-- What the task asks --
All of the entries must be reproduced exactly, with no images carried over.

-- Task input --
● ● ● ● ●

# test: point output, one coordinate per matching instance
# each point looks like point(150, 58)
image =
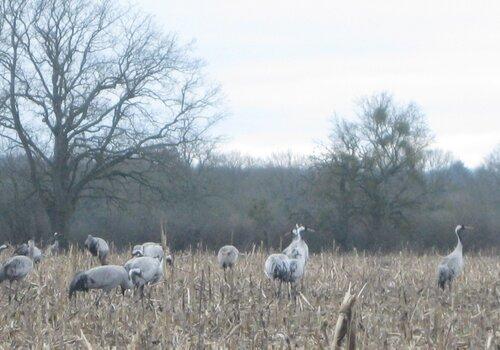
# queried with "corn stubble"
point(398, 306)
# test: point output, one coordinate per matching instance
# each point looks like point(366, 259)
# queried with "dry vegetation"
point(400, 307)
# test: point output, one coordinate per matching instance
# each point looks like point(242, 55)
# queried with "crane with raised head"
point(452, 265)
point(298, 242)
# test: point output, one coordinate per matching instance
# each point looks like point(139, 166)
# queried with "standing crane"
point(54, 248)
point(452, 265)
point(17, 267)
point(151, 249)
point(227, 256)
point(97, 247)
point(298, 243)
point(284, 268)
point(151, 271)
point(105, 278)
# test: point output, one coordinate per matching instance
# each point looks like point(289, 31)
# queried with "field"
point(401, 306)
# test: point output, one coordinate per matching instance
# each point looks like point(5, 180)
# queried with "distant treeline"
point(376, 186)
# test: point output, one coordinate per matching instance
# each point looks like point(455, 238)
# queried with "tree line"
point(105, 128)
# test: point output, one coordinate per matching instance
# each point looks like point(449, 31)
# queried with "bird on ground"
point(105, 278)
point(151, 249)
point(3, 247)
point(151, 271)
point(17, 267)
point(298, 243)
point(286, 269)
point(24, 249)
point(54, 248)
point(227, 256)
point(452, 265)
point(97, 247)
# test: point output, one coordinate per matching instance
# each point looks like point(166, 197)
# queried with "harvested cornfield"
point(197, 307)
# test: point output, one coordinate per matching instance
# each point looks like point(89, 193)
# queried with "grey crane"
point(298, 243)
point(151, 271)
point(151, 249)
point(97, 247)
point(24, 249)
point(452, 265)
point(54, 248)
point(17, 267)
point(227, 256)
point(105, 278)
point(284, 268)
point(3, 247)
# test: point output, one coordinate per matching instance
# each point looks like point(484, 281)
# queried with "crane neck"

● ● ● ● ●

-- Written response --
# test: point output, one coordinate per matching instance
# each point looks like point(150, 58)
image =
# queried with "corn stubble"
point(398, 306)
# test: point output, one coordinate per matching instance
# each point looks like point(366, 259)
# queried with "dry vegetation"
point(400, 307)
# test: point output, one coordinate per matching instance
# each point looks like point(242, 55)
# queried with "crane with raised head"
point(452, 265)
point(298, 242)
# test: point output, one coordinate per matching instance
# each point looks like point(139, 166)
# queried with "standing crane"
point(54, 248)
point(452, 265)
point(17, 267)
point(151, 249)
point(227, 256)
point(97, 247)
point(298, 243)
point(284, 268)
point(151, 271)
point(105, 278)
# test: point output, one coordinate per matching instance
# each point looks like point(289, 31)
# queried with "field"
point(401, 306)
# test: point output, one coordinate per matching instance
# each point looks like point(5, 180)
# queried with "distant treeline"
point(376, 186)
# test: point output, one coordinate per matching instance
# each point looks like point(455, 238)
# queried with "tree line"
point(105, 128)
# test: point output, one coordinate per matching instance
# each point looks like point(449, 31)
# queried with "bird on ground"
point(105, 278)
point(151, 249)
point(3, 247)
point(151, 271)
point(17, 267)
point(298, 243)
point(286, 269)
point(24, 249)
point(54, 248)
point(227, 256)
point(452, 265)
point(97, 247)
# test: point output, one coordinate per matching instance
# each point looks like point(166, 197)
# queried with "harvested cornfield"
point(197, 307)
# test: point output, one coordinate per matching instance
# each point looks like point(89, 193)
# queried with "grey crane"
point(298, 243)
point(151, 271)
point(151, 249)
point(97, 247)
point(24, 249)
point(452, 265)
point(54, 248)
point(17, 267)
point(227, 256)
point(105, 278)
point(284, 268)
point(3, 247)
# test: point output, one coordinate per matching instance
# each point looks like point(484, 281)
# queried with "crane neck"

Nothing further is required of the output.